### Do this
Reproduce every entry exactly, without alteration.

### Data to process
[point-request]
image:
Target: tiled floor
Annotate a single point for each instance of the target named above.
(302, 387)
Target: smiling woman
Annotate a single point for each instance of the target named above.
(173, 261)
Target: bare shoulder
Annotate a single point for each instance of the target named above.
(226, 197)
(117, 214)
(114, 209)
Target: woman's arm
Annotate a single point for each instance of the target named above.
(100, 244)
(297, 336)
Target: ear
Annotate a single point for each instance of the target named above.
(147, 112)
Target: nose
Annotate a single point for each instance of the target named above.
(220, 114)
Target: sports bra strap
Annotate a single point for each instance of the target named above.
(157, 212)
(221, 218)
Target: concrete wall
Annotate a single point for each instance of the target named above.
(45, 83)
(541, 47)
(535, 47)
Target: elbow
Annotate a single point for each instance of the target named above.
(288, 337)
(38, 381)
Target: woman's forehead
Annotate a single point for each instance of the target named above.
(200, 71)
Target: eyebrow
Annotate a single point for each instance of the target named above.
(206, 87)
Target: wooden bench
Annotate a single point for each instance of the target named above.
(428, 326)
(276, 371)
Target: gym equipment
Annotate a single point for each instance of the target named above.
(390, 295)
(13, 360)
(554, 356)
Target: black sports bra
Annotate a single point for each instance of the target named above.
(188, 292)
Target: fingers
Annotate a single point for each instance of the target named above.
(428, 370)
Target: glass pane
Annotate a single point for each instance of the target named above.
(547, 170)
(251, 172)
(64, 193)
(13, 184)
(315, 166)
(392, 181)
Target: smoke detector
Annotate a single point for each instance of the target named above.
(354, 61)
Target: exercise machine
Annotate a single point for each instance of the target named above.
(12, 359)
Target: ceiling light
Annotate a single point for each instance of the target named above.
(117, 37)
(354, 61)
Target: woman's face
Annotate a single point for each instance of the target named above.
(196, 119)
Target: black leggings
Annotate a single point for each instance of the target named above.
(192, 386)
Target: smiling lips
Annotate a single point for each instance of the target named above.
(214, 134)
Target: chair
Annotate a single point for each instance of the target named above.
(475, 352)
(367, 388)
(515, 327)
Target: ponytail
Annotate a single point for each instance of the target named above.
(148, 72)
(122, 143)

### Exercise result
[point-request]
image:
Target: tiled floor
Annotate a single point for each instance of the target named above.
(302, 387)
Target: smiling woman
Annotate a single point for each instance of the target named above.
(173, 261)
Target: bare shoulder
Annotate a single point for each instance of the target named above.
(226, 197)
(117, 214)
(114, 209)
Target: woman's arm
Annotate a single point for each instance of the target named above.
(100, 244)
(297, 336)
Target: ear
Annotate a single point for each instance of the target named above.
(147, 112)
Target: nose
Annotate a single point for each instance of the target named above.
(220, 114)
Target: sports bra strap
Annotate a single point for each instance of the target named above.
(157, 212)
(221, 218)
Target: concrete wall
Annotate a single point for each instance of the target named above.
(45, 83)
(541, 47)
(535, 47)
Target: elbow
Annotate a single point for each instance of the target named above.
(288, 337)
(38, 381)
Target: woman's forehead
Annotate a single point for each instance of the target named above.
(200, 71)
Target: eyebrow
Annotate a single point for each instance of the target named above.
(206, 87)
Target: wooden bench
Annotate a single point for each instance of the target named above.
(428, 326)
(276, 371)
Target: gym equipment
Annotate a single point for each instance of the target named above.
(390, 295)
(13, 360)
(554, 356)
Target: black sports bra
Annotate a single point for each instance of the target named above.
(188, 292)
Target: fingers
Annotate a single point for each instance of the target named above.
(428, 370)
Target: glass pane
Annotate a single point for each instance of the target named above.
(547, 170)
(251, 172)
(64, 193)
(13, 184)
(315, 166)
(392, 181)
Target: smoke detector
Annotate a single point for each instance of the target named above.
(354, 61)
Target: exercise machine
Annotate a single point for each instance of the target named above.
(12, 359)
Target: ceiling light
Annotate a single point for each instance of the target named above.
(117, 37)
(354, 61)
Target: woman's face
Annotate a single point for each instance of the target named above.
(196, 119)
Target: black leggings
Annotate a single point for each instance of the target named above.
(192, 386)
Target: smiling lips
Annotate a single point for each instance of the target named above.
(214, 134)
Target: chair
Annotate a single point for each instance of the target named above.
(475, 352)
(367, 388)
(515, 327)
Target: ponytail
Annotate a single point for each instance of the target named above.
(148, 72)
(122, 143)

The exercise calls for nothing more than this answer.